++++ Dataset extract ++++

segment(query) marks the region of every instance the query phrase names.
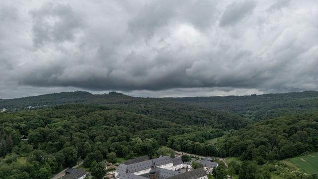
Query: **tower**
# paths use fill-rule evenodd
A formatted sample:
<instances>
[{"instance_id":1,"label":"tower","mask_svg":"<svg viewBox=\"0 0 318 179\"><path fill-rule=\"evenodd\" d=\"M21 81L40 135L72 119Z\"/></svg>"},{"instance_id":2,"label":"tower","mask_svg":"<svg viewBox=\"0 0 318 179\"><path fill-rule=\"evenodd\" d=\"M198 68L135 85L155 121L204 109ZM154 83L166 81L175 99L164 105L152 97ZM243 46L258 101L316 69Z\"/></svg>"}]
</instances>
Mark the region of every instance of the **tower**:
<instances>
[{"instance_id":1,"label":"tower","mask_svg":"<svg viewBox=\"0 0 318 179\"><path fill-rule=\"evenodd\" d=\"M151 169L149 172L149 178L150 179L156 179L156 168L155 167L155 164L153 162L151 165Z\"/></svg>"}]
</instances>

++++

Description of the task
Recast every line of the records above as a Markdown table with two columns, Row and Line: give each line a row number, skip blank lines, and leave the pictures out.

Result below
| Row | Line |
|---|---|
| 1 | segment(query) marks the region of every instance the query phrase names. |
| 2 | Query: **tower** |
| 3 | # paths use fill-rule evenodd |
| 4 | A formatted sample: |
| 5 | <instances> |
| 6 | [{"instance_id":1,"label":"tower","mask_svg":"<svg viewBox=\"0 0 318 179\"><path fill-rule=\"evenodd\" d=\"M21 81L40 135L72 119Z\"/></svg>"},{"instance_id":2,"label":"tower","mask_svg":"<svg viewBox=\"0 0 318 179\"><path fill-rule=\"evenodd\" d=\"M198 68L135 85L155 121L204 109ZM154 83L166 81L175 99L164 105L152 97ZM243 46L258 101L316 69Z\"/></svg>"}] |
| 7 | </instances> |
| 8 | Mark the region of every instance of the **tower**: |
| 9 | <instances> |
| 10 | [{"instance_id":1,"label":"tower","mask_svg":"<svg viewBox=\"0 0 318 179\"><path fill-rule=\"evenodd\" d=\"M151 169L149 172L149 178L150 179L156 179L156 168L155 167L155 164L153 162L151 165Z\"/></svg>"}] |
| 11 | </instances> |